President Barack Obama issued a statement 11 days after the shooting of 22-year-old Australian college baseball player Christopher Lane, saying his thoughts and prayers were with Lane’s family during these “trying” times.
“As the president has expressed on too many tragic occasions, there is an extra measure of evil in an act of violence that cuts a young life short,” the statement read.
Conservative media outlets had pushed Obama to make a statement, though press secretary Josh Earnest admitted that he had not originally been familiar with the case.
Lane was shot in the back while on a training run in Duncan, Okla. on Aug. 16, after 16-year-old Chancey Luna and 15-year-old James Edwards Jr. decided to kill somebody out of boredom.
The two will be tried as adults on first-degree murder charges. An accomplice, 17-year-old Michael Dewayne Jones, drove the getaway car and will be tried as a minor with an accessory to murder charge.
More than 300 residents in the Duncan community held a community service on Friday night to honor Lane, and the Essendon Baseball Club members have decided to dedicate their next match to Lane’s memory.

▸ DATA SECTION
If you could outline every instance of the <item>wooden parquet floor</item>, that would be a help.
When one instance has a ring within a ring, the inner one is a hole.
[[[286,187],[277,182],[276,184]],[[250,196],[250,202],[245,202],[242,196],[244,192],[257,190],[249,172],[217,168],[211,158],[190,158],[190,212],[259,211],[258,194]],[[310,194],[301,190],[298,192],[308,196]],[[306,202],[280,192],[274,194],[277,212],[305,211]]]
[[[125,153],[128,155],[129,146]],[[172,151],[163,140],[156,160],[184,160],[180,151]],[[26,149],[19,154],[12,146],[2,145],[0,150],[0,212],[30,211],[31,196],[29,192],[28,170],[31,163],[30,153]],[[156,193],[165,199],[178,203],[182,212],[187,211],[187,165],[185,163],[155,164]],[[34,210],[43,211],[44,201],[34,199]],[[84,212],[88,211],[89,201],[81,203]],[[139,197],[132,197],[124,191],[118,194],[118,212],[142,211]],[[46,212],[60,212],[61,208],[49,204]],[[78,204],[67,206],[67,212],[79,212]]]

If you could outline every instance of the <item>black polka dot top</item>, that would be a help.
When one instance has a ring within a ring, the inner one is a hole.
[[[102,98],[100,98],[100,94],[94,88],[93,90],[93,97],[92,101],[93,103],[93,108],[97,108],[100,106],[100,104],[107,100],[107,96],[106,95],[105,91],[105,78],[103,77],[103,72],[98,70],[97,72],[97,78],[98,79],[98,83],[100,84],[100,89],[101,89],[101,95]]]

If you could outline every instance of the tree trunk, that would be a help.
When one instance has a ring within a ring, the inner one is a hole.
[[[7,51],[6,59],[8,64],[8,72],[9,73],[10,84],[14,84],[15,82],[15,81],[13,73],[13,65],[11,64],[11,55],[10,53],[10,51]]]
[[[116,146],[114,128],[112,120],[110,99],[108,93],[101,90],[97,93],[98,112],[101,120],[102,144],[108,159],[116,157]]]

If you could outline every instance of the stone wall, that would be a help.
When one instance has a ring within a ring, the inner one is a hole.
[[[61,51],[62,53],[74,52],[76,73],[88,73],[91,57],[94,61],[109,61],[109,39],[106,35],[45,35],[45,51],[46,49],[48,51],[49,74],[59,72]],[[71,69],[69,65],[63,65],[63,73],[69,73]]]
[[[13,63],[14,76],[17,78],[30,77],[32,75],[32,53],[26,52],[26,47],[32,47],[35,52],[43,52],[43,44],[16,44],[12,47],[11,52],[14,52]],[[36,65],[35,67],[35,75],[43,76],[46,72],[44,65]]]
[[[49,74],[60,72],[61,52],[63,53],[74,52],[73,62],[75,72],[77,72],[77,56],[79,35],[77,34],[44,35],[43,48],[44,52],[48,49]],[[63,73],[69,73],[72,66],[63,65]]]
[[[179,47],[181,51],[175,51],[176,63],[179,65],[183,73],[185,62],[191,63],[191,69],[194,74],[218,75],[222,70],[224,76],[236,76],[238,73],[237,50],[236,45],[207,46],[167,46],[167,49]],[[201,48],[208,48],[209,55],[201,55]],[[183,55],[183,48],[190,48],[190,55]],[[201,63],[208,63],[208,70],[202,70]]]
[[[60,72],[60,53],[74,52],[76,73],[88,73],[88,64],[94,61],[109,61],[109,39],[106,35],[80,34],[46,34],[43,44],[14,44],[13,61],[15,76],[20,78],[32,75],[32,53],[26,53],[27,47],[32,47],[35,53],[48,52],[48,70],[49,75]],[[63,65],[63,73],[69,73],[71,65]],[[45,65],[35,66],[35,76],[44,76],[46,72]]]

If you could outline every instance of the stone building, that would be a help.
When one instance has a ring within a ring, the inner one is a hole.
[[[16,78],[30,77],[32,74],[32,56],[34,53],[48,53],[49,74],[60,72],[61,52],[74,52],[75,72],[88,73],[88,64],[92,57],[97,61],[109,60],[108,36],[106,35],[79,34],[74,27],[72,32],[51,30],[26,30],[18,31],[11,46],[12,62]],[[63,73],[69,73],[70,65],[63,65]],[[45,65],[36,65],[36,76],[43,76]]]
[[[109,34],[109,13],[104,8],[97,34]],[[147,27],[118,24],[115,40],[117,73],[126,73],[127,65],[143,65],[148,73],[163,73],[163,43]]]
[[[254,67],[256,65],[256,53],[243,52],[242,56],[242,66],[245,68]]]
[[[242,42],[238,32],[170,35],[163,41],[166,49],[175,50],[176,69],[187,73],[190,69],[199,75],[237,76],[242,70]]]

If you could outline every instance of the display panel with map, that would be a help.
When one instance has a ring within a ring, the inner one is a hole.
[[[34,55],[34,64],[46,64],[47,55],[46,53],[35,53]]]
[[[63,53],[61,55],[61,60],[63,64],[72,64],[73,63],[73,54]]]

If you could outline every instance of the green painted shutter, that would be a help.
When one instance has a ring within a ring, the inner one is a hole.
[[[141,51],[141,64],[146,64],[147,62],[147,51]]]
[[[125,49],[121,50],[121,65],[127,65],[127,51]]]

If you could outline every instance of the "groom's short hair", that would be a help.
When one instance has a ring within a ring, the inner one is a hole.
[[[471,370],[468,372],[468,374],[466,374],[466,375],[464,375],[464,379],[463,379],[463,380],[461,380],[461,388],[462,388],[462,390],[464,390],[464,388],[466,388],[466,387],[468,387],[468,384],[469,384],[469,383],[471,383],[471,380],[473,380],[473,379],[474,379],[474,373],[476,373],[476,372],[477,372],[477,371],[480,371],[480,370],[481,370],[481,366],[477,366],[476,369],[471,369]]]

▸ THINGS TO DO
1. In the report on the shooting of Christopher Lane, rewrite the passage from "President Barack Obama" to "the statement read.", changing "statement" to "message".
2. Continue the report on the shooting of Christopher Lane from its last sentence.

▸ EXERCISE RESPONSES
1.
President Barack Obama issued a message 11 days after the shooting of 22-year-old Australian college baseball player Christopher Lane, saying his thoughts and prayers were with Lane’s family during these “trying” times.
“As the president has expressed on too many tragic occasions, there is an extra measure of evil in an act of violence that cuts a young life short,” the message read.

2.
The tribute will include a minute’s silence.
Former deputy prime minister Tim Fischer has recommended that tourists boycott America because of its problem with gun violence.
More than 50 black faith leaders wrote to Congress asking lawmakers to pass tougher gun legislation requiring background checks for all gun sales, including private sales.
“Together, we will honor the awe-inspiring demonstration of over 250,000 men, women and children who gathered on Aug. 28 in the shadow of the Lincoln Memorial and the concerted efforts of everyday citizens compelled by their belief in equality and dignity of all human life,” the letter says.
The leaders estimate 270 million guns are in circulation in the United States, and as members of the clergy they meet victims of gun violence every day. The letter says that Congress’ failure to pass Manchin-Toomey, which would require background checks on gun purchases at gun shows and on the Internet, was a failure of lawmakers’ “obligation to humanity.”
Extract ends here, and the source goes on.